EXTRAIT DU TEXTE:
L'évaluation de la crédibilité d'un demandeur constitue l'essentiel de la compétence de la Commission. La Cour a statué que la Commission a une expertise bien établie pour statuer sur des quesions de fait, et plus particulièrement pour évaluer la crédibilité et la crainte subjective de persécution d'un demandeur : voir Rahaman c. Canada (Ministre de la Citoyenneté et de l'Immigration), [2000] A.C.F. no 1800, au paragr. 38 (QL) (1re inst.); et Cepeda-Gutierrez c. Canada (Ministre de la Citoyenneté et de l'Immigration) (1998), 157 F.T.R. 35, au paragr. 14.

[16]            Cela englobe l'appréciation de la véracité des déclarations ainsi que de leur force probante. En l'espèce, la Commission n'a manifestement pas accepté son argument selon lequel elle a confondu [traduction] « arrêtés » et [traduction] « inculpés » . Il n'était certainement pas manifestement déraisonnable qu'elle le fasse.

[17]            Pour ce qui est du moment où a été présentée la demande d'asile, la Commission a conclu que le fait que la demanderesse a attendu un mois pour présenter une demande d'asile était « un signe de plus qui indique une absence de crainte subjective » . Bien évidemment, ce n'est pas le seul facteur et la Commission était libre de lui attribuer une certaine force probante. Manifestement, la Commission n'a pas trouvé très digne de foi l'explication fournie par la demanderesse au sujet de la tardiveté du dépôt de sa demande. Il serait sans doute possible d'en arriver à une autre conclusion mais la conclusion de la Commission n'est pas manifestement déraisonnable.


[18]            Au sujet de la dot, le FRP de la demanderesse énonce ce qui suit :

[TRADUCTION] Après plusieurs années d'agression physique, psychologique et sexuelle, j'ai imploré ma famille de remettre la dot. Ils ont refusé de le faire; je n'ai donc pas tenu compte de leur attitude et présenté ma demande au droit législatif et obtenu un divorce en 1999. Mon ex-mari a continué à me suivre, même après que j'eus obtenu le divorce.

[19]            La demanderesse a soulevé elle-même la question de la dot et établi un lien entre l'attitude de son mari et l'omission de rendre la dot. À l'audience, la demanderesse a déclaré que le fait de rendre la dot constituait un genre de divorce mais que sa famille avait refusé de le faire. Elle a également déclaré que son mari voulait récupérer sa femme plutôt que la dot.

Extrait d'un fichier de données

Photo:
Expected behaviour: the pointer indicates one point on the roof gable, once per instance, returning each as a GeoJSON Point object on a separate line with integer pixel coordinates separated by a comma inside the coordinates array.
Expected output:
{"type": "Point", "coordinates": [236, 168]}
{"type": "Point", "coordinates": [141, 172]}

À FAIRE:
a - Recopiez fidèlement le passage de la décision sur la demande d'asile, de « [18]            Au sujet » à « que la dot. ».
b - Répondez aux questions suivantes d'après la décision sur la demande d'asile.
(i) Combien de temps la demanderesse a-t-elle attendu avant de présenter sa demande d'asile ?
(ii) En quelle année a-t-elle obtenu le divorce ?
(iii) Selon ce qu'elle a déclaré à l'audience, que voulait récupérer son mari plutôt que la dot ?
c - Rédigez la suite de la décision sur la demande d'asile, en reprenant après sa dernière phrase.
Le matériel ci-dessus provient d'une autre source que le texte.

RÉSULTATS PAR TÂCHE:
a -
[18]            Au sujet de la dot, le FRP de la demanderesse énonce ce qui suit :

[TRADUCTION] Après plusieurs années d'agression physique, psychologique et sexuelle, j'ai imploré ma famille de remettre la dot. Ils ont refusé de le faire; je n'ai donc pas tenu compte de leur attitude et présenté ma demande au droit législatif et obtenu un divorce en 1999. Mon ex-mari a continué à me suivre, même après que j'eus obtenu le divorce.

[19]            La demanderesse a soulevé elle-même la question de la dot et établi un lien entre l'attitude de son mari et l'omission de rendre la dot. À l'audience, la demanderesse a déclaré que le fait de rendre la dot constituait un genre de divorce mais que sa famille avait refusé de le faire. Elle a également déclaré que son mari voulait récupérer sa femme plutôt que la dot.

b -
(i) Un mois.
(ii) En 1999.
(iii) Sa femme.

c -
[20]            La question de la dot est donc quelque peu confuse et la conclusion de la Commission sur ce point n'est pas tout à fait exacte. C'est toutefois un aspect marginal de la conclusion générale quant à la crédibilité de la demanderesse.

[21]            L'élément central de la conclusion de la Commission, à savoir les points a), b), c), e) et f) tels que formulés au paragraphe 6 ci-dessus, sont tous conformes au critère de la décision manifestement déraisonnable. Les conclusions douteuses quant à la vraisemblance concernant le vol qui aurait été commis par les agresseurs et les références ambiguës à la question de la dot ne sont pas suffisantes pour permettre à la Cour d'annuler la décision de la Commission selon la norme de la décision manifestement déraisonnable.

[22]            La présente demande ne peut donc être accueillie.

                                        ORDONNANCE

LA COUR ORDONNE que la présente demande soit rejetée.

                                                                        « K. von Finckenstein »          

                                                                                                     Juge                          

Traduction certifiée conforme

Christian Laroche, LL.B.


                                     COUR FÉDÉRALE

                      AVOCATS INSCRITS AU DOSSIER

DOSSIER :                                                              IMM-8798-04

INTITULÉ :                                                             SILVIAH (IGOKI) MUGAMBI

c.

LE MINISTRE DE LA CITOYENNETÉ ET DE L'IMMIGRATION

LIEU DE L'AUDIENCE :                                       TORONTO (ONTARIO)

DATE DE L'AUDIENCE :                                     LE 23 AOÛT 2005

MOTIFS DE L'ORDONNANCE

ET ORDONNANCE :                                             LE JUGE VON FINCKENSTEIN

DATE DES MOTIFS :                                            LE 24 AOÛT 2005

COMPARUTIONS :

Rita M. Hisar                                                              POUR LA DEMANDERESSE

Martin Anderson                                                        POUR LE DÉFENDEUR

AVOCATS INSCRITS AU DOSSIER :

Rita M. Hisar                                                              POUR LA DEMANDERESSE

Avocate

Toronto (Ontario)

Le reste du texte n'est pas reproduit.